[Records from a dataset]
****************

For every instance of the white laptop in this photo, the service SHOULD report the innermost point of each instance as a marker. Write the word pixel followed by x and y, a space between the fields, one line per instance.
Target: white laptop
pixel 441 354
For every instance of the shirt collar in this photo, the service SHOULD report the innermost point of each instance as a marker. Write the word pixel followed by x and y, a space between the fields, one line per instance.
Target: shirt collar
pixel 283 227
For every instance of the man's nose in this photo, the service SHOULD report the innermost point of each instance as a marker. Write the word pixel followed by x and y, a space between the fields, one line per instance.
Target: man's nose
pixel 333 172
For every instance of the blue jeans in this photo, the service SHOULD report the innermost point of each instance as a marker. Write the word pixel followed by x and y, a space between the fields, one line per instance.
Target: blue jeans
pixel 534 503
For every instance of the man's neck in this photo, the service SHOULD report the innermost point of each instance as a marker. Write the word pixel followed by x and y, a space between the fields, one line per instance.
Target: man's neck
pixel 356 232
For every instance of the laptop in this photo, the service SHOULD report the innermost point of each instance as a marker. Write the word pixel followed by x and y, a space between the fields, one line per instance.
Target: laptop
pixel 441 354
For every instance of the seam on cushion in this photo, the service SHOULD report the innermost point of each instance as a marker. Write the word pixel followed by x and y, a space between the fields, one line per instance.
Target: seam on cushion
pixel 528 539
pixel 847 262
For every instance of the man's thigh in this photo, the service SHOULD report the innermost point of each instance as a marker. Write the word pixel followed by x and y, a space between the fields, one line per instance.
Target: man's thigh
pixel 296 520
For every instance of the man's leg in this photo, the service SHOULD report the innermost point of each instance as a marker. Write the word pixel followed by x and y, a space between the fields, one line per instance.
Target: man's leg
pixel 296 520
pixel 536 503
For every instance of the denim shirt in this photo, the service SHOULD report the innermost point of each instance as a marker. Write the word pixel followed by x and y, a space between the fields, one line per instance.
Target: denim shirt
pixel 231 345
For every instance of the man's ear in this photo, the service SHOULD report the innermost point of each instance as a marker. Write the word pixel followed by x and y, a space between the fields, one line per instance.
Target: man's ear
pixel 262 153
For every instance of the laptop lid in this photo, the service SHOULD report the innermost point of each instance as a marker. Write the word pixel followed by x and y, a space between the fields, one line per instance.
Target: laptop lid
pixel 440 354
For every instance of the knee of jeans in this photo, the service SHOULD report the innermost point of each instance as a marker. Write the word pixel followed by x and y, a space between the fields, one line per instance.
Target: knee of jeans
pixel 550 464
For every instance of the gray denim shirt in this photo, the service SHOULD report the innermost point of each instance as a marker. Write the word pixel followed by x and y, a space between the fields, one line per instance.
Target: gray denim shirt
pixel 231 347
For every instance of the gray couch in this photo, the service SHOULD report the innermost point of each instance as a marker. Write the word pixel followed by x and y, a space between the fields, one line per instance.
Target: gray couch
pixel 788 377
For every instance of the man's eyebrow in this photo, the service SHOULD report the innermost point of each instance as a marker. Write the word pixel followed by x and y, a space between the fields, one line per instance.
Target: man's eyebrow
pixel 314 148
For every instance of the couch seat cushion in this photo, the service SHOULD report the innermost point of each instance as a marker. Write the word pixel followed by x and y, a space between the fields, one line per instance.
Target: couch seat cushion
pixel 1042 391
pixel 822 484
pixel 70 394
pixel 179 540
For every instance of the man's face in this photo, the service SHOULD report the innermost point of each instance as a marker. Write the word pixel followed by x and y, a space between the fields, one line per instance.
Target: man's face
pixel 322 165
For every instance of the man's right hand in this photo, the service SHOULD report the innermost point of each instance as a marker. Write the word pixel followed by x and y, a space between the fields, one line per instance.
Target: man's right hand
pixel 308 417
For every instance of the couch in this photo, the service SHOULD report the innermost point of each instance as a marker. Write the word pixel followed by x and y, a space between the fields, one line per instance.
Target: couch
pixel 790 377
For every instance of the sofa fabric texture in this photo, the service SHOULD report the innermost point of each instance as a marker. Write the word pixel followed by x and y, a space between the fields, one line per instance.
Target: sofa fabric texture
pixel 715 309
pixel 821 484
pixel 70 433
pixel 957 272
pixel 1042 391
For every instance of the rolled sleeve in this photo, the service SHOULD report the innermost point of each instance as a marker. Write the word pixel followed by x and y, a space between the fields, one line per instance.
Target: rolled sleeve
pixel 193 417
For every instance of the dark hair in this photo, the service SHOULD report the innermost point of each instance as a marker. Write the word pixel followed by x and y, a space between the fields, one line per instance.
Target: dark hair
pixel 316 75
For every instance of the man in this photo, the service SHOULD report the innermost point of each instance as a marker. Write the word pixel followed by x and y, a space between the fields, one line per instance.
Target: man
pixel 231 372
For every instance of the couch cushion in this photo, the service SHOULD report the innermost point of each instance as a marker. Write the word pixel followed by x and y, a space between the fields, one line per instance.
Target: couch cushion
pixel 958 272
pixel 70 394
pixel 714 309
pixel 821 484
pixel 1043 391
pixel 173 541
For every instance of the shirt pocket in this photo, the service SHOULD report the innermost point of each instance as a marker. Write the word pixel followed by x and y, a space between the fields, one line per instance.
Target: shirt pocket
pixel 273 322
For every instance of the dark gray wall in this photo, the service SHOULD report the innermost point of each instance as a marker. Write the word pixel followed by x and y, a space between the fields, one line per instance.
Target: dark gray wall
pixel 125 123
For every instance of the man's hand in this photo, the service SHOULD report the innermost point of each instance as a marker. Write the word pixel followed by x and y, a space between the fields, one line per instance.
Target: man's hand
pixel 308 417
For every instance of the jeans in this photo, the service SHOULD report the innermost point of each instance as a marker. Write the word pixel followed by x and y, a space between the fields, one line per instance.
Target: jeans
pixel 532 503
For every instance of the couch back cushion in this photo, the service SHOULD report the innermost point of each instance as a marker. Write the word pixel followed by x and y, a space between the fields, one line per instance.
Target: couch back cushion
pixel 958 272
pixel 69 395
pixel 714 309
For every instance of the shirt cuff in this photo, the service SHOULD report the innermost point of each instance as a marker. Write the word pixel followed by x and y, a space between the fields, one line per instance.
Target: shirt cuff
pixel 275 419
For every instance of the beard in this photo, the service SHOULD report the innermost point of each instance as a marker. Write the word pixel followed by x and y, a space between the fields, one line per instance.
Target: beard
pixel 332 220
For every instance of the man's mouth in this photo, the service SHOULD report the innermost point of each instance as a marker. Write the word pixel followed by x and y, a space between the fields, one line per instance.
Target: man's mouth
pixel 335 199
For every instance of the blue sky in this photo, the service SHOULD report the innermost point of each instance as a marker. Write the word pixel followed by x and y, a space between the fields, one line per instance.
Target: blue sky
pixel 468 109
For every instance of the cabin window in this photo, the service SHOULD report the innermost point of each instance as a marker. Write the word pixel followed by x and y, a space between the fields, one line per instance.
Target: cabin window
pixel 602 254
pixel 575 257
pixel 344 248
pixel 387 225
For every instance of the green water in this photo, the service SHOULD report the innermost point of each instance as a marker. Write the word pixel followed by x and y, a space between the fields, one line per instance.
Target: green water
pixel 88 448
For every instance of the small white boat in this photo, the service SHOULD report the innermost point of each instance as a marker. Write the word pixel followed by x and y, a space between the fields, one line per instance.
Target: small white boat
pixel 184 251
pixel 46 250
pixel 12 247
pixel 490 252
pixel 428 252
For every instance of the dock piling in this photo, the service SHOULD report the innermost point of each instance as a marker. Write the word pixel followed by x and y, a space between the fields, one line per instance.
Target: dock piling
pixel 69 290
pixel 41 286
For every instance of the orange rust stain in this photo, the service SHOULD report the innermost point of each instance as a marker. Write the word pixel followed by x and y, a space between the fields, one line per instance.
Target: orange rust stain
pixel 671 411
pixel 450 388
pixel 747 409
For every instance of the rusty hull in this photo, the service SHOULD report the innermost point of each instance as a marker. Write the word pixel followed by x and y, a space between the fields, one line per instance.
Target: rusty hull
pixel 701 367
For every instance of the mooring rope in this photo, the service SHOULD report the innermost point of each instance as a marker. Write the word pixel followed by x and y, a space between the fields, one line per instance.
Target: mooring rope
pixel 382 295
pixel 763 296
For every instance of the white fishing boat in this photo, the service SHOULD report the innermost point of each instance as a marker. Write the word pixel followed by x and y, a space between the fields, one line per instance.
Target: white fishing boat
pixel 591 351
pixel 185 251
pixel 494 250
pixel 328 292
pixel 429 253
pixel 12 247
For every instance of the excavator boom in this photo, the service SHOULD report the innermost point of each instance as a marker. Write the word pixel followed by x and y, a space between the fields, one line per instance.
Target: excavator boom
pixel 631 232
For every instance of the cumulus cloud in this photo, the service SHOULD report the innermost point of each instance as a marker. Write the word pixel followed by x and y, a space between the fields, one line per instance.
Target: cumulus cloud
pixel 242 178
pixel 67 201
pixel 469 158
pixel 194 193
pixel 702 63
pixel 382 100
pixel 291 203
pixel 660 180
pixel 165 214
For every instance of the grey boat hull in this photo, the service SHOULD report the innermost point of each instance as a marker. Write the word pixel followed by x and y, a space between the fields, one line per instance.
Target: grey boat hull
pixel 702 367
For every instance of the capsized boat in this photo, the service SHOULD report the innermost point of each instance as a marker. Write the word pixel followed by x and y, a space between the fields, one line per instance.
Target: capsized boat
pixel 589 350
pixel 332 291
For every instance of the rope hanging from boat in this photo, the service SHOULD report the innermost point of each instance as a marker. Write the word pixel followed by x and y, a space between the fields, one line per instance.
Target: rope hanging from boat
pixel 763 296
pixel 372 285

****************

**How to complete this task**.
Retype exactly the lines above, from the one with "For every instance of the beard" through the one with "For every instance of the blue sky", inclusive.

**Response to the exercise**.
For every instance of the beard in this photo, the service SHOULD report the innermost point of each instance as a marker. Write the word pixel followed by x and y, a space between the fields, one line per instance.
Target: beard
pixel 332 220
For every instance of the man's mouth in this photo, the service SHOULD report the innermost point of each instance as a marker. Write the word pixel followed by x and y, a space between the fields, one line per instance.
Target: man's mouth
pixel 335 199
For every instance of the blue sky in this photo, the service SHOULD report the innermost point of each instance as a marker. Write the word pixel followed by x and y, a space between the fields, one line per instance.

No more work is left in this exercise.